TEXTAUSSCHNITT:
►

Seitens des „Vereins der Freunde der Pathologisch - Anatomischen Museen Österreichs"

wurde in einer Studie eines Architekten nachgewiesen,

 

• daß das Gebäude des Narrenturms für die Zwecke dieses Museums besonders gut

   geeignet ist,

• daß als besonderer Vorteil bei Nutzung des Narrenturms für Zwecke des

   Pathologisch - Anatomischen Museums die Gebäudesubstanz optimal erhalten und

   daher mit geringen Adaptierungsmaßnahmen genutzt werden kann,

• daß zur baulichen Adaptierung des Narrenturms für Museumszwecke nur

   vergleichsweise bescheidene Geldmittel ausreichen,

• daß ca. öS 29,3 Mio Nettobauwerkskosten (sog. „reine Baukosten“) benötigt werden,

• und somit dieser Betrag bei ca. 3.500 m2 Nutzfläche des Narrenturms nur ca. netto

   öS 8.500,--/m2 entspricht,

• daß bei dieser Sanierungsvariante zugunsten der Museumsnutzung

   Bruttogesamtkosten (ohne Einrichtung) von ca. öS 46,8 Mio anfallen,

• daß dieser Betrag über den vorgeschlagenen ca. dreijährigen Sanierungszeitraum zu

   finanzieren wäre, also eine jährliche Belastung (ohne Verzinsung) von ca. öS 15,6

   Mio ergibt.

◄

VORLIEGENDE DATEN:

►

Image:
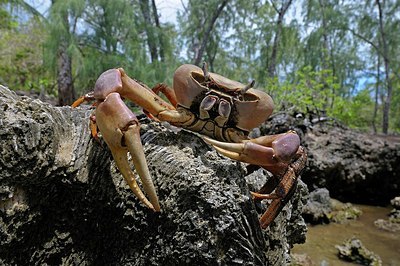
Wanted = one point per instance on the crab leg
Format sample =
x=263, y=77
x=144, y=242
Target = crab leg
x=120, y=130
x=273, y=153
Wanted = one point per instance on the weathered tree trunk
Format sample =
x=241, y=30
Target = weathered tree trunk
x=159, y=31
x=62, y=201
x=388, y=82
x=151, y=36
x=199, y=55
x=274, y=54
x=66, y=92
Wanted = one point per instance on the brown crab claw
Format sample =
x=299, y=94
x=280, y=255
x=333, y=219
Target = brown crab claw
x=273, y=153
x=120, y=130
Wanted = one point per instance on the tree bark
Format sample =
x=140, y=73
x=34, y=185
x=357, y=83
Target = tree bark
x=274, y=54
x=151, y=36
x=66, y=92
x=207, y=33
x=386, y=108
x=159, y=32
x=62, y=201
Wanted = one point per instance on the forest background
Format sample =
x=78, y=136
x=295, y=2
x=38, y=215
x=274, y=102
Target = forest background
x=327, y=57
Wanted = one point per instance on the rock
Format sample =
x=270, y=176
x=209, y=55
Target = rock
x=342, y=212
x=318, y=207
x=353, y=250
x=301, y=260
x=354, y=166
x=387, y=225
x=62, y=200
x=395, y=202
x=394, y=216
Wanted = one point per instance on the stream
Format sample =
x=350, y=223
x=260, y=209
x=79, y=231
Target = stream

◄

DEINE AUFGABEN:
**a.** Gib aus dem Textausschnitt alles von „Bruttogesamtkosten (ohne Einrichtung)“ bis einschließlich „Mio ergibt.“ wortgetreu aus.
**b.** Wandle in den Datensätzen alles von der Zeile mit „Wanted = one point per instance on the forest“ bis einschließlich zum Ende der Datensätze in eine JSON-Liste von Strings um, mit einem Eintrag pro Zeile und ohne Leerzeilen.
Der Textausschnitt und die Datensätze gehören inhaltlich nicht zusammen.

ERGEBNISSE:
**a.**
Bruttogesamtkosten (ohne Einrichtung) von ca. öS 46,8 Mio anfallen,

• daß dieser Betrag über den vorgeschlagenen ca. dreijährigen Sanierungszeitraum zu

   finanzieren wäre, also eine jährliche Belastung (ohne Verzinsung) von ca. öS 15,6

   Mio ergibt.

**b.**
[
  "Wanted = one point per instance on the forest background",
  "Format sample =",
  "x=78, y=136",
  "x=295, y=2",
  "x=38, y=215",
  "x=274, y=102",
  "Target = forest background",
  "x=327, y=57",
  "Wanted = one point per instance on the rock",
  "Format sample =",
  "x=270, y=176",
  "x=209, y=55",
  "Target = rock",
  "x=342, y=212",
  "x=318, y=207",
  "x=353, y=250",
  "x=301, y=260",
  "x=354, y=166",
  "x=387, y=225",
  "x=62, y=200",
  "x=395, y=202",
  "x=394, y=216",
  "Wanted = one point per instance on the stream",
  "Format sample =",
  "x=350, y=223",
  "x=260, y=209",
  "x=79, y=231",
  "Target = stream"
]